_Given instruction 1:_
Decide whether each statement below agrees with the forum thread on the tractor's starting issue, and give yes or no together with the deciding words of the thread, quoted exactly. (a) One plug showed no spark while the other showed spark. (b) The poster found the service manual from the Kohler site useful. (c) One reply says any .025 microfarad condenser may serve as the replacement.
_Given instruction 2:_
From the forum thread on the tractor's starting issue, quote word for word the stretch from "Not sure what's" through "about it for me.".

_Quoted text:_
════════════════════
# 1864 Starting issue



## wvcraftsman (Jan 1, 2011)

Not sure what's going on with it. It was parked a few weeks ago after use, and now it won't start. It's getting fuel, but I don't think there is any spark. I pulled one of the plugs to check for spark....nothing. I pulled the other one and I could see spark. Replaced both plugs and nothing again. I had pressure washed it about a month ago. I don't know if water got to the coil somehow or what. I don't even know how to get to the coil. Any ideas?


----------



## HYDROGUARDIAN16 (Feb 14, 2007)

If your tractor has points, Not familiar with the model, but motors I am. If it has points, the water got inside the cover and is shorting out. Its common for water to short out the system. If it has points pull the cover off and air dry the points. Thats about it for me.


----------



## wvcraftsman (Jan 1, 2011)

Is there a good service manual out there? I looked at the service manual from the Kohler site, but it has so many models combined together, it's pretty useless.


----------



## wvcraftsman (Jan 1, 2011)

POC still won't start. I put it on a trailer to take it somewhere (service dealer, junk yard) and tried it one time while on trailer and it started. Shut it off and started it again several times. Unloaded it and mowed the lawn and parked it. Now it won't start again. Any ideas?


----------



## jhngardner367 (Apr 5, 2011)

It sounds like the condensor, for the points,is heating up,and that usually makes them quit.It was a common problem with any of the older vehicles,and equipment.Try replacing the condensor(you can use any .025microfarad condensor),and it should take care of the problem.The other thing that could cause it,is a coil that's starting to go bad.These are the two most common problems with the kohler system.One other thing to check,is the + feed to the coil(tight/clean).


----------
════════════════════
_Entries supplied:_
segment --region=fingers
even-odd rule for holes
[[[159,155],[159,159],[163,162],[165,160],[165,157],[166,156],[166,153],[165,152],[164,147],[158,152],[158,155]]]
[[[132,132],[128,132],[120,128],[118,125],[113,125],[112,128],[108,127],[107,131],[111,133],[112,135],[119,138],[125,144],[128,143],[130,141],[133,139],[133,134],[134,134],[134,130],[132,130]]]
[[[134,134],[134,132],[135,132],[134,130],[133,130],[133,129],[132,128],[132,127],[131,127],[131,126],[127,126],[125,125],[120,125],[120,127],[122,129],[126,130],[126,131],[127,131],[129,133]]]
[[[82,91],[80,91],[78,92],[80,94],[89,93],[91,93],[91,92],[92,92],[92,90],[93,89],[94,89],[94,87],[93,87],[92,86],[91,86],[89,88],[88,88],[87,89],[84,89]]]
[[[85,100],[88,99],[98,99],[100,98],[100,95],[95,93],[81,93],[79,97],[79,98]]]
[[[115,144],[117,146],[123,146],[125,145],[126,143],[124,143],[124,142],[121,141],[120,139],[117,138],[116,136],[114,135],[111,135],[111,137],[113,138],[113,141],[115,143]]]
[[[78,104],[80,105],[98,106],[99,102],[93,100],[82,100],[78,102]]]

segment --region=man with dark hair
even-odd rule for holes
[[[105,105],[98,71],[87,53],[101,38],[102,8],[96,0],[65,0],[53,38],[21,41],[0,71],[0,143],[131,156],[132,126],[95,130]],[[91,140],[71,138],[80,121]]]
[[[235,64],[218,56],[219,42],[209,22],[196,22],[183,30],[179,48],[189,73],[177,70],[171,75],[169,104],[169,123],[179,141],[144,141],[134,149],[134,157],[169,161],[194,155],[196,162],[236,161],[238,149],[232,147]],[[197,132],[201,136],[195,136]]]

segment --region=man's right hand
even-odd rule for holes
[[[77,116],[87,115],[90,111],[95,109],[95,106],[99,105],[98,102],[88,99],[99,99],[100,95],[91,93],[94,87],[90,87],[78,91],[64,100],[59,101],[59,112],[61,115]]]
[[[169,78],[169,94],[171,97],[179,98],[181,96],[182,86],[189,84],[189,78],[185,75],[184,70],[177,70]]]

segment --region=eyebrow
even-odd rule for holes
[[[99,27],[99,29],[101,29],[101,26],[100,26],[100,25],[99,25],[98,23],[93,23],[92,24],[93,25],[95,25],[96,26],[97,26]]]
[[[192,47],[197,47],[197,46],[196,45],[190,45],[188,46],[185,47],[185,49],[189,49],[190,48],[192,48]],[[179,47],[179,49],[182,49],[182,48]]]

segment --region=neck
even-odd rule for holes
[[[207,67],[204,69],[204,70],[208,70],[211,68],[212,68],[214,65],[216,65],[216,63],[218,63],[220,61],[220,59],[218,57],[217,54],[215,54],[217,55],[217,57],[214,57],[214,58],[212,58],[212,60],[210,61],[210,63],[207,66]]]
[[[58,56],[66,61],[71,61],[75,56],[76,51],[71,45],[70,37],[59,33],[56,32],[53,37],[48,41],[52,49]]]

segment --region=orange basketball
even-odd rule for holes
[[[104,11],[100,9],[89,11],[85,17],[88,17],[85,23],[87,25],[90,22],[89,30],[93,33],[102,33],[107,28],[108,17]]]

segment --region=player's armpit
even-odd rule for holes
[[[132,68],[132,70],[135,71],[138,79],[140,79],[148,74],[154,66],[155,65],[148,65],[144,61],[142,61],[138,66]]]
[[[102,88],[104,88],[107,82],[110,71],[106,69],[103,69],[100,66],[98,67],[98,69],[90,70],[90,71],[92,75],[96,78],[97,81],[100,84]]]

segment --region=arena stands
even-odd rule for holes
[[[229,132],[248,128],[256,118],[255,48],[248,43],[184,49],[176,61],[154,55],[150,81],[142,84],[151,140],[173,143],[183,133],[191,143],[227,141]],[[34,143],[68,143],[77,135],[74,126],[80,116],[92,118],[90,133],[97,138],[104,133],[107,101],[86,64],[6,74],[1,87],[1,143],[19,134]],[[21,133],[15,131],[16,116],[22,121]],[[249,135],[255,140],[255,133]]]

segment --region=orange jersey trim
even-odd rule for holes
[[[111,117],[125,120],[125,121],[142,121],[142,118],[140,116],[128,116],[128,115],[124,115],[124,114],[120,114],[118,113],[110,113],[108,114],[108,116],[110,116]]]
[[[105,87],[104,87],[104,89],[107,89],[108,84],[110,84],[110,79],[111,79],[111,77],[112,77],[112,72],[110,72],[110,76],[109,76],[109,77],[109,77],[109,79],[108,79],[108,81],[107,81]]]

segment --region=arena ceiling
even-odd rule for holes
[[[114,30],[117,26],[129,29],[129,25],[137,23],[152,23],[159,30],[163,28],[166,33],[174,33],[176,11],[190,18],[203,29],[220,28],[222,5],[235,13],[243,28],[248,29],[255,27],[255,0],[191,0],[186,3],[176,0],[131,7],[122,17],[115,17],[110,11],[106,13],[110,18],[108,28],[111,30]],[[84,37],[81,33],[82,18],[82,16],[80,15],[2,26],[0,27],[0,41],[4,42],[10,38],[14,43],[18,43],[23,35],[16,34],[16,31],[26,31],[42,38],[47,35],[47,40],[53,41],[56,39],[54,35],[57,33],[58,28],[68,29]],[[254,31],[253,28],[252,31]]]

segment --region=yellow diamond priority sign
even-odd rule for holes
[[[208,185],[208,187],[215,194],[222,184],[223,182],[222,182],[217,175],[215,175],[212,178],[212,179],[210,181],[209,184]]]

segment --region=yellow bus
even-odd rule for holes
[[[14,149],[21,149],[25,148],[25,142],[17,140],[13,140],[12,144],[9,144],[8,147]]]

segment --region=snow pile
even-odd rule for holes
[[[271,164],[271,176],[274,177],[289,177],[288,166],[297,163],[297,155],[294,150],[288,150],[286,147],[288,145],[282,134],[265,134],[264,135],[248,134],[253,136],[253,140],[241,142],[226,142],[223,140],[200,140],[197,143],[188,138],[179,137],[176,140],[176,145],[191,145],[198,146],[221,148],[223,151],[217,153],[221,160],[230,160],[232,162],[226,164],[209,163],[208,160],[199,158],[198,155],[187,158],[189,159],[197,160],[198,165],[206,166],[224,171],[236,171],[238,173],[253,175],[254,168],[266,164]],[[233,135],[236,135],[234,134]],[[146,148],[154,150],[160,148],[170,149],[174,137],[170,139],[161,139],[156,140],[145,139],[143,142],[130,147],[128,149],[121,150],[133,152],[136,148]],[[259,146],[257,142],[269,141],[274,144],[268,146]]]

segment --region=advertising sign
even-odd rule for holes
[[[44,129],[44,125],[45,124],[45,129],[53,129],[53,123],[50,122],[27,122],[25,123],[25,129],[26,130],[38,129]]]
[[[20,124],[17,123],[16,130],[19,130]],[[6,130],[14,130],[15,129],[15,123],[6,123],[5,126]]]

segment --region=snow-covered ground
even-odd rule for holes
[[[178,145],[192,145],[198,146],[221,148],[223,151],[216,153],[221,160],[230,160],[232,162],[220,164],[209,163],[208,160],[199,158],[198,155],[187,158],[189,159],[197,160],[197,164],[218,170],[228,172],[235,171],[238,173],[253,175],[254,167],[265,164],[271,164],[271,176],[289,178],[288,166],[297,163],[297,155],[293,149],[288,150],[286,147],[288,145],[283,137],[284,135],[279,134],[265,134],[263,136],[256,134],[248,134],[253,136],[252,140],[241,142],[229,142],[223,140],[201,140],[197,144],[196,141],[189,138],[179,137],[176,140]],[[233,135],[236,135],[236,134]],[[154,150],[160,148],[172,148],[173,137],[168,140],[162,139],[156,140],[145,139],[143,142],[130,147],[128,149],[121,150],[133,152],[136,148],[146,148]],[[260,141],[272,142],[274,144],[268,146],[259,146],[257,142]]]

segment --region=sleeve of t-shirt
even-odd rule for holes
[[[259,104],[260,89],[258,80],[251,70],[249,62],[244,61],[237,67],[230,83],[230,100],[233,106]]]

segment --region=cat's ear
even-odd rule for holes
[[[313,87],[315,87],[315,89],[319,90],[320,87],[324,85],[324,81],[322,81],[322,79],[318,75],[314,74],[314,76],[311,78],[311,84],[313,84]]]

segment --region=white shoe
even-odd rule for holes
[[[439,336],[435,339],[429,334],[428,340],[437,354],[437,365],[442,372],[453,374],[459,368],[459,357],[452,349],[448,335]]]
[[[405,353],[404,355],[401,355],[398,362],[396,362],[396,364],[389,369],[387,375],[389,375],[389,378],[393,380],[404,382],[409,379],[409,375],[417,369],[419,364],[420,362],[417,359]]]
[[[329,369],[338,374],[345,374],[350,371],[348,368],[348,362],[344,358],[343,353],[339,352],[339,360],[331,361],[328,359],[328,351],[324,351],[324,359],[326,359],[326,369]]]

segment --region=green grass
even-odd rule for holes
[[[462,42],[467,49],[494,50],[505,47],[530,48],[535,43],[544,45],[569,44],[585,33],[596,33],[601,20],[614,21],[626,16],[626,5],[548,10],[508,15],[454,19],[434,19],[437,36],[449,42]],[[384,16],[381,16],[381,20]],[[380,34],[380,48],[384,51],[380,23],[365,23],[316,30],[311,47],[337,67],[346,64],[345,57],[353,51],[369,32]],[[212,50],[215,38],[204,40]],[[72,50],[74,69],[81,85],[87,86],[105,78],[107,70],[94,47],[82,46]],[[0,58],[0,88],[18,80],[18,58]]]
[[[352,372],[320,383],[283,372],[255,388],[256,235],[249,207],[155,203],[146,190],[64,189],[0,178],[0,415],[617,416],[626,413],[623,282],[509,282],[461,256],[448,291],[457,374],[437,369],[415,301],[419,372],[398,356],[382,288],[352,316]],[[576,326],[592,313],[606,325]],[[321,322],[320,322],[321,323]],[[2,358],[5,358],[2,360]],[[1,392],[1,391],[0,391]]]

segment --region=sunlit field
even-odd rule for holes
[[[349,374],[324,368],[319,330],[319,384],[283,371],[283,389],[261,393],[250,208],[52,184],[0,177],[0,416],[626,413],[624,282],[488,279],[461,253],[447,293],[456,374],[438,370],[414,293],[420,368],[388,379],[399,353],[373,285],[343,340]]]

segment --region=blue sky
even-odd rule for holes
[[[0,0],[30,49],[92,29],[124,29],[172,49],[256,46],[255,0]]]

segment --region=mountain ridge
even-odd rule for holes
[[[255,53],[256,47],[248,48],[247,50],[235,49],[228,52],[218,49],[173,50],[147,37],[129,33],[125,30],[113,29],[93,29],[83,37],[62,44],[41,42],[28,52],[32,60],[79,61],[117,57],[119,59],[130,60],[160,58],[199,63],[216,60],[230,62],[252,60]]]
════════════════════
_Worked answer 1:_
(a) Yes: "I pulled one of the plugs to check for spark....nothing. I pulled the other one and I could see spark."
(b) No: "it has so many models combined together, it's pretty useless."
(c) Yes: "(you can use any .025microfarad condensor)"

_Worked answer 2:_
Not sure what's going on with it. It was parked a few weeks ago after use, and now it won't start. It's getting fuel, but I don't think there is any spark. I pulled one of the plugs to check for spark....nothing. I pulled the other one and I could see spark. Replaced both plugs and nothing again. I had pressure washed it about a month ago. I don't know if water got to the coil somehow or what. I don't even know how to get to the coil. Any ideas?


----------



## HYDROGUARDIAN16 (Feb 14, 2007)

If your tractor has points, Not familiar with the model, but motors I am. If it has points, the water got inside the cover and is shorting out. Its common for water to short out the system. If it has points pull the cover off and air dry the points. Thats about it for me.